#### 本文抜粋:
▼

「やっと本当の自分に出会えた」上森得男 を読みました。
統合失調症を患った家族と本人の書いた本です。
家族に統合失調症を抱えるというのはとても大変なことだと思います。
私自身振り返っても、だいぶ家族には苦労をかけました。
この本のカギは新薬「リスパダール」。
私も飲んでいたことがあります。頓服用の液剤は残念ながら使用したことはありませんが。
新しい薬で目の前が開けるように回復していった様子が書かれています。
私も時期的に、旧向精神薬から非定型向精神薬への過渡期に
統合失調症の治療を受けました。
私の感想としては、「薬剤が決め手の全てではない」です。
私も新薬に切り替えましたが、体感できるほどの違いは感じませんでした。
ただし、発症後、はじめて薬を飲んだ時にはそれが強烈に効いたのを覚えています。
旧薬だったのでしょうが。初診の後で赤い錠剤を渡されて飲んだのですが、
それから2日間眠り続けました。(なんだったんだろう?)
薬は確かに効くのです。
効き方は個人によって大きく差があります。
現在私は、ジプレキサを1日10mgの処方になっています。あとは睡眠導入剤と副作用止め。
再発予防のための維持量ということだと思いますが、
未だに被害妄想的な部分は残っており、性格もあいまって病気で障碍なのだと思います。

▲

#### 練習問題:
a: 本文によると、筆者が現在処方されているものは何か。すべて挙げなさい。
b: 本文で、筆者は初診の後に赤い錠剤を飲んでから何日間眠り続けたか。
c: 統合失調症の本の感想を述べた本文を、最後の文の後から書き継ぎなさい。

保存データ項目

▼

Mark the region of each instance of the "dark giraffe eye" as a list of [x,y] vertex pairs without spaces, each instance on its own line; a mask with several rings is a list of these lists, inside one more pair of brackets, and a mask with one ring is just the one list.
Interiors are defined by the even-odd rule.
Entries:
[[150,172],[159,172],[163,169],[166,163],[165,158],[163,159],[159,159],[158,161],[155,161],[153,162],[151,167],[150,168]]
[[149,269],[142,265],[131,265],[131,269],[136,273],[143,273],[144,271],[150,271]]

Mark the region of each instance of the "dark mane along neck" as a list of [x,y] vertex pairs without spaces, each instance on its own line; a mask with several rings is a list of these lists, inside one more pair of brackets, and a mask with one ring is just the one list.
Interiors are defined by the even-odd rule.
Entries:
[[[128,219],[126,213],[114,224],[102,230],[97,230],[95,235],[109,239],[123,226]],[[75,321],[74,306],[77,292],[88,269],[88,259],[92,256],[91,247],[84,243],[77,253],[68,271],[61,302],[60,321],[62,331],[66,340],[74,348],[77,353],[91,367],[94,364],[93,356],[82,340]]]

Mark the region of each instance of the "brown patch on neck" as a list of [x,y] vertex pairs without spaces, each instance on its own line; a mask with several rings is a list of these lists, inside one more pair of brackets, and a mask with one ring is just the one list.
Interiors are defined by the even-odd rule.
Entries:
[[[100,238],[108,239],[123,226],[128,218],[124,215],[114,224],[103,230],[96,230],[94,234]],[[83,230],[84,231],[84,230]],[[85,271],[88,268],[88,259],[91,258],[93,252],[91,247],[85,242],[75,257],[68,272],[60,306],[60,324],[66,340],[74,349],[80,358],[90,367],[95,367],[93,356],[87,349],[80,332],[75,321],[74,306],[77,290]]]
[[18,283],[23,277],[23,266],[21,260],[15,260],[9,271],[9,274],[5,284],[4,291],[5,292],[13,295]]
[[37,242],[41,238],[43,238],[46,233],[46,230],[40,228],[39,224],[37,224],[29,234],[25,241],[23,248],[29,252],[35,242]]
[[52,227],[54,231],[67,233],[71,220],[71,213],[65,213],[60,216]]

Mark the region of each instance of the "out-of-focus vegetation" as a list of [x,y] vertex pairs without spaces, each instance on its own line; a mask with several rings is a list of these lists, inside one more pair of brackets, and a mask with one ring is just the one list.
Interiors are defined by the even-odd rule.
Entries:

▲

#### 解答:
a: ジプレキサ（1日10mg）、睡眠導入剤、副作用止め

b: 2日間眠り続けた。

c:
アドヒアランスにも触れられていますが、薬の作用機序は完全には分かっていないはずで、
(神経伝達物質の量を調整するとなぜ症状が変化するのか?どのように関係するのか・・・?)
そこで完璧なアドヒアランスを求めるのは苦しいんじゃないかと思うのですが、
「多くの人が効いたという統計がある」ということで納得していいものかどうか。
薬を飲むことは大事だけれども、その根拠はまだ盤石ではないということも
頭の隅に置いておきたいところです。
「回復する病気である」という希望を与えるための本なのでそんなことを言うのは野暮なのですが。
書かれたのが自立支援法施行前ということで、福祉施策にはあまり紙数が割かれていません。
一旦この病気にかかると長期のサポートが必要であることが多く、
それには福祉面からの視点が必要なのですが、とりあえず様子見という書かれぶりでした。
急性期の患者さんを抱える家族に渡すにはいい本かもしれないとは思いました。